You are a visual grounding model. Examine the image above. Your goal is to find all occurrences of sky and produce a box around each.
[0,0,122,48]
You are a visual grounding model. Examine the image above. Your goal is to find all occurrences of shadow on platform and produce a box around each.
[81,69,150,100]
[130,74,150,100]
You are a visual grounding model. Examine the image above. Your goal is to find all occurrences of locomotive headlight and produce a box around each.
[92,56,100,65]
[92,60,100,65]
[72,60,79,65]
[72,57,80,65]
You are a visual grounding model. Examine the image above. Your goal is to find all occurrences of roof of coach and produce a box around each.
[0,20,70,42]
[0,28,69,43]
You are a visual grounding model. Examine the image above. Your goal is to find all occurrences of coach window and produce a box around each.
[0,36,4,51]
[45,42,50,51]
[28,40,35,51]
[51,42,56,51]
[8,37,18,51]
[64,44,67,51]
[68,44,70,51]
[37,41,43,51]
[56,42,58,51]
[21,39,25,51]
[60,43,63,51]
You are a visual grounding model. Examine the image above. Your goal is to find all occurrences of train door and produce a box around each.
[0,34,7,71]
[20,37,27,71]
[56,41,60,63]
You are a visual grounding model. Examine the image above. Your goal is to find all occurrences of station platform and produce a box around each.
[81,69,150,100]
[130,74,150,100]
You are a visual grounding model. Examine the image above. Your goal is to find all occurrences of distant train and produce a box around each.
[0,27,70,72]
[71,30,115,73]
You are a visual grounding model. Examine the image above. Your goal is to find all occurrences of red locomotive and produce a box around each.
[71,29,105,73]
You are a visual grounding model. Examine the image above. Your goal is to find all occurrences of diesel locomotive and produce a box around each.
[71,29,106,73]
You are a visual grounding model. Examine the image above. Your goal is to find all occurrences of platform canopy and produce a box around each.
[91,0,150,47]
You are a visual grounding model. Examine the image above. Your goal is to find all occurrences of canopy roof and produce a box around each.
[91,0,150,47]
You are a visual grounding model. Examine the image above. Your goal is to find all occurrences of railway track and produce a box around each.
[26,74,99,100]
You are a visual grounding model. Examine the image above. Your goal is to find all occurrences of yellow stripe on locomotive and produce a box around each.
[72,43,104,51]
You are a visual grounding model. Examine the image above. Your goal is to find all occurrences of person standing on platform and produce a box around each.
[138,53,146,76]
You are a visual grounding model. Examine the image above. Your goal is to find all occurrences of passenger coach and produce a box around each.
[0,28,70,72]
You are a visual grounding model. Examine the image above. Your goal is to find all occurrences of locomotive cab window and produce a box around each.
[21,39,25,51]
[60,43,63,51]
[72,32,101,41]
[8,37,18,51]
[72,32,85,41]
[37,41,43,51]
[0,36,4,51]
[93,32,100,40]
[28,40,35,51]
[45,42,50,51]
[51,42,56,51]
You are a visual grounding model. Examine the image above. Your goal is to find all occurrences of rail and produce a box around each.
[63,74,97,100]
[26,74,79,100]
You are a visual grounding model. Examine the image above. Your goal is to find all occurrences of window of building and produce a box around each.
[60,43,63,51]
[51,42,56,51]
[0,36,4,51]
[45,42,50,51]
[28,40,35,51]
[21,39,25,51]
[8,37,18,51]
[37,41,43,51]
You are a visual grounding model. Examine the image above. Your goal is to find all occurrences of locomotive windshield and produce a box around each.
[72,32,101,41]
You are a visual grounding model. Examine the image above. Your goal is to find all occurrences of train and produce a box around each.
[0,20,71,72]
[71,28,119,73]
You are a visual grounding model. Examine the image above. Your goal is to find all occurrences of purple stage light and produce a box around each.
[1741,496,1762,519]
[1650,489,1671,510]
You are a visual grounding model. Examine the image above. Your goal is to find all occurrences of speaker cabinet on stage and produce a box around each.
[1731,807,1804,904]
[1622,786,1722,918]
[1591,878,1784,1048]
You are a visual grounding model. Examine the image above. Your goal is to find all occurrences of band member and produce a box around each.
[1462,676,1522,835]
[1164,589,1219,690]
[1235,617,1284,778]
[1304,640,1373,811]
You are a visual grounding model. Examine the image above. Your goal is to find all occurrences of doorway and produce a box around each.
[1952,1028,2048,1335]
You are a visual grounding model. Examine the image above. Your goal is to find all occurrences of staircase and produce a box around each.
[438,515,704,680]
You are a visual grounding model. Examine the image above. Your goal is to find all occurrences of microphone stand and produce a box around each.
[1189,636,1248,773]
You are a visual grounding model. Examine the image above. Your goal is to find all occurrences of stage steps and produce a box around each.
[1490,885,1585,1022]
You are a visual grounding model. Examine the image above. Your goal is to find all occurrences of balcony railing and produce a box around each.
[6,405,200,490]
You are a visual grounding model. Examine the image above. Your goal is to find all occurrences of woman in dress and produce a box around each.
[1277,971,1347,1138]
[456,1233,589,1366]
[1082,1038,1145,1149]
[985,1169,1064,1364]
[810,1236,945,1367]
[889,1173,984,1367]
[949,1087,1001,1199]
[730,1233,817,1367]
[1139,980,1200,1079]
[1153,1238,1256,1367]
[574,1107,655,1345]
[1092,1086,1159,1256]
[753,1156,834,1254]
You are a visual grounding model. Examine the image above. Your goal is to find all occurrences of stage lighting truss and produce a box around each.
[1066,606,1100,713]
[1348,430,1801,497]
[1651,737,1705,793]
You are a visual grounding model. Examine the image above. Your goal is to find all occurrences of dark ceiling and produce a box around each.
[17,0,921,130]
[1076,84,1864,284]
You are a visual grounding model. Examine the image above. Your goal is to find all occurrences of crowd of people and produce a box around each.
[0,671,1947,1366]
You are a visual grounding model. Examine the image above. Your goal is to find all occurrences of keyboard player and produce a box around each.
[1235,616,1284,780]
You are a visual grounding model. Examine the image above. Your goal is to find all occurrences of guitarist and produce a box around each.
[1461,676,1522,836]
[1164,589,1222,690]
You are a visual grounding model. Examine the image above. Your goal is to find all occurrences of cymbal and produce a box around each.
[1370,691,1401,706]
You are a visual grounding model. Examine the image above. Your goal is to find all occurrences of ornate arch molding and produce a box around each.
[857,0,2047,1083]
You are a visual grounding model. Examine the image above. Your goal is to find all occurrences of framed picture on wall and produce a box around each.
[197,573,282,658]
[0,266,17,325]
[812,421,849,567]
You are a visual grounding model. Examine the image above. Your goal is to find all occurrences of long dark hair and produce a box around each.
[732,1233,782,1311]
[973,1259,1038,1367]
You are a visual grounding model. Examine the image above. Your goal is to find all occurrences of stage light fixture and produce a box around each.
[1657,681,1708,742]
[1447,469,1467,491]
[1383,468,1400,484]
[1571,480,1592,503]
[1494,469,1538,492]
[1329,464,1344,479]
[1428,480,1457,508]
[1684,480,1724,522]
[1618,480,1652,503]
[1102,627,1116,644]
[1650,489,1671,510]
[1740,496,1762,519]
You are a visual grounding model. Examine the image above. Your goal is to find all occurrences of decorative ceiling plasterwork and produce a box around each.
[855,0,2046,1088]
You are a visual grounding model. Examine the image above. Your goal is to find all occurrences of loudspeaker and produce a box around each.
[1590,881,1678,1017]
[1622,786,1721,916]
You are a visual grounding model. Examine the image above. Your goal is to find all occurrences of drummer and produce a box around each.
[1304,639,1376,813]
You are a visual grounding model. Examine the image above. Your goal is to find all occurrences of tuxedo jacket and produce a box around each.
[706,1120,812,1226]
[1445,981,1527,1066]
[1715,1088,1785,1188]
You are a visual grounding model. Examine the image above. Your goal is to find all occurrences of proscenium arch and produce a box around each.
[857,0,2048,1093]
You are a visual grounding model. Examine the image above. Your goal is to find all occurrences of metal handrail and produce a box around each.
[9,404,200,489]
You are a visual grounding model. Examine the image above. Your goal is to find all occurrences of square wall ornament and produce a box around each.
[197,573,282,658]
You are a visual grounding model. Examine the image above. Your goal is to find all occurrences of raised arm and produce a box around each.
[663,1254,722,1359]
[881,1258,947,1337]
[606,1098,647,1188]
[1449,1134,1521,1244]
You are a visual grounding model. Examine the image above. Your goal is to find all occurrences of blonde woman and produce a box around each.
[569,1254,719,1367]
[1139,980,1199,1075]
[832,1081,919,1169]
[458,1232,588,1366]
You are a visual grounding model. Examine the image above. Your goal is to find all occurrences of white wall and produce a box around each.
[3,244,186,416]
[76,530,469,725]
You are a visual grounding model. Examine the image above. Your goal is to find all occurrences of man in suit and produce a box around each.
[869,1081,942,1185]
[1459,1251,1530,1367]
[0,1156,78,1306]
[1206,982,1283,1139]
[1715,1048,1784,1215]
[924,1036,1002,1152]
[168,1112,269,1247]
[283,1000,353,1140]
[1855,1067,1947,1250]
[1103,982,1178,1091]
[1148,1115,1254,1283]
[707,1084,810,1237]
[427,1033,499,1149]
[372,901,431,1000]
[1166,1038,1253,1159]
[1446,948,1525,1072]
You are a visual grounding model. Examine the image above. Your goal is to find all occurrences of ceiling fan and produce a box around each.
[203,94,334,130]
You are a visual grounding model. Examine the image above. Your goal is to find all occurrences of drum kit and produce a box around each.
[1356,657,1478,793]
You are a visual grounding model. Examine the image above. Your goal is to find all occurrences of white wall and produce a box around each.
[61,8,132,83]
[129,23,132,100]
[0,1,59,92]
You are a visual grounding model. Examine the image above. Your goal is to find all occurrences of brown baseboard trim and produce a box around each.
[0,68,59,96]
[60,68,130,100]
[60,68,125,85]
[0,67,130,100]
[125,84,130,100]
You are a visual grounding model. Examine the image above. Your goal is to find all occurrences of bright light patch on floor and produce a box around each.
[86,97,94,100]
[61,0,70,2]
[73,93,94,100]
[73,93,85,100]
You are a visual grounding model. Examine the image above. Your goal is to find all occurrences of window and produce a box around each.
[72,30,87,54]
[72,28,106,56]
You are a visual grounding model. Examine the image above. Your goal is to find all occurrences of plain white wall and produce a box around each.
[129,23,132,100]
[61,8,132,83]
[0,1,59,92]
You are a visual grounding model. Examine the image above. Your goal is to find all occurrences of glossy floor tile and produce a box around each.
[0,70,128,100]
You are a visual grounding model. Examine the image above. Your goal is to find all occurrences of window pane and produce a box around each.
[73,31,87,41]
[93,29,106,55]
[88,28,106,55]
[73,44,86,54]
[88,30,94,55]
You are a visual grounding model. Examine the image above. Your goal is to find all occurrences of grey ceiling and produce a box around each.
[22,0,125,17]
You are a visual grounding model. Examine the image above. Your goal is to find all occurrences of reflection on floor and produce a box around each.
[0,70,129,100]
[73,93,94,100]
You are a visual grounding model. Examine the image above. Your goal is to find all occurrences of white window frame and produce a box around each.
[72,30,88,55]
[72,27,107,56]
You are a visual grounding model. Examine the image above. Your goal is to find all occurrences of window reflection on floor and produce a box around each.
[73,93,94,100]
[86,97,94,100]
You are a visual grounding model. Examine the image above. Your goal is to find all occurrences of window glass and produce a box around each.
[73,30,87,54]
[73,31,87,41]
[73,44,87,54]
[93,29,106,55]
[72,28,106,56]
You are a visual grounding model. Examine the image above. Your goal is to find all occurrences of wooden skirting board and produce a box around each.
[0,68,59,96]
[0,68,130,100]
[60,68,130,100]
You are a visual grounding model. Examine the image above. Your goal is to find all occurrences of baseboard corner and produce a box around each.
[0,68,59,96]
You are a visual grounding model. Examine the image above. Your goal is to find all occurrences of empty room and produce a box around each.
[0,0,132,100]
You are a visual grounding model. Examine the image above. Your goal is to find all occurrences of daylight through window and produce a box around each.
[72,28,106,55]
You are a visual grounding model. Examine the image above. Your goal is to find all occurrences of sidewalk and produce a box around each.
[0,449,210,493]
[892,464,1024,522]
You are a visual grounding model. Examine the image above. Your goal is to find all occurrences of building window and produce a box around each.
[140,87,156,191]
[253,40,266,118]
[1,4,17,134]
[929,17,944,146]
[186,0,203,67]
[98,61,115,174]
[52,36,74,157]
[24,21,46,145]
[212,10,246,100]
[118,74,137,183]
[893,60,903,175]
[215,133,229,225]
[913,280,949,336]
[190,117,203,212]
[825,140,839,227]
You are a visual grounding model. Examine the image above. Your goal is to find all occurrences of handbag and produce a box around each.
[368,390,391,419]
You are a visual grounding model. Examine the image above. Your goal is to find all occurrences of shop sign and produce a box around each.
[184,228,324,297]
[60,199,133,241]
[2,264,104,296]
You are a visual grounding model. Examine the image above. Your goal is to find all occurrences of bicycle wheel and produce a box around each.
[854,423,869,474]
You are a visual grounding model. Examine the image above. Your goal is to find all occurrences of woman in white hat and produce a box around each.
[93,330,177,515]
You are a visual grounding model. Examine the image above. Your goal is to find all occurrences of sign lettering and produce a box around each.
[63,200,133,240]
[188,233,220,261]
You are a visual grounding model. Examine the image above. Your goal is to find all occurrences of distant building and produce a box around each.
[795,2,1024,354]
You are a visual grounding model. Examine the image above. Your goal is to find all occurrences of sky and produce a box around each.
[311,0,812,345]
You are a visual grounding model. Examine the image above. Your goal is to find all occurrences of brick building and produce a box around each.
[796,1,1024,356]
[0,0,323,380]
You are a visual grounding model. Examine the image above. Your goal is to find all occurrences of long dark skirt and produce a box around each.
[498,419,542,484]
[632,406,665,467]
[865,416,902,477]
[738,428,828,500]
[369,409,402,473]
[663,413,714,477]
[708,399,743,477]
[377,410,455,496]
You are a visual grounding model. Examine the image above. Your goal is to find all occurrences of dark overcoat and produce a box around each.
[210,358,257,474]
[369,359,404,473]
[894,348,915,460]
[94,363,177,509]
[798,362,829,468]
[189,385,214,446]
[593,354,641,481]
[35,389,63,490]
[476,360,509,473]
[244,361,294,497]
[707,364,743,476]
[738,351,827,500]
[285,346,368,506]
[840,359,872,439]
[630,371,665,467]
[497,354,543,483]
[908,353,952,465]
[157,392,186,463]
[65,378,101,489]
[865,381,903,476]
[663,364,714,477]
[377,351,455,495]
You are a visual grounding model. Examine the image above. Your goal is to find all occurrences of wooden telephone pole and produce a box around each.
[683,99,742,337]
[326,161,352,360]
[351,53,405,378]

|---|

## Problem details
Restate the final lines of the listing above word for word, beginning at the line that contains "skirt and produce a box around each.".

## Solved problem
You are a visual grounding model. Examine the image above. Your goal is to find all occurrences of long dark skirt and produce a box around each.
[498,419,542,484]
[632,406,665,467]
[865,416,902,477]
[738,428,828,500]
[369,409,402,473]
[663,413,714,477]
[708,399,743,477]
[377,410,455,496]
You are a visual grounding model. Examine the image above. Your goal is to find all occurrences of dark overcoat and produce a box around each.
[210,358,257,474]
[369,359,404,473]
[894,348,915,460]
[94,363,177,509]
[798,362,829,468]
[189,385,214,446]
[593,354,641,481]
[35,389,63,490]
[476,360,509,473]
[244,361,294,497]
[707,364,743,476]
[738,351,827,500]
[285,346,368,506]
[840,359,872,439]
[630,371,665,467]
[497,354,543,483]
[908,353,952,465]
[157,392,186,463]
[65,378,101,489]
[865,381,903,476]
[663,364,714,477]
[377,351,455,495]
You are a visual grounding model. Examine the image above. Your goal is to find all occurrences of wooden telephone pole and produce a box around each.
[683,99,742,337]
[326,161,352,360]
[351,53,405,378]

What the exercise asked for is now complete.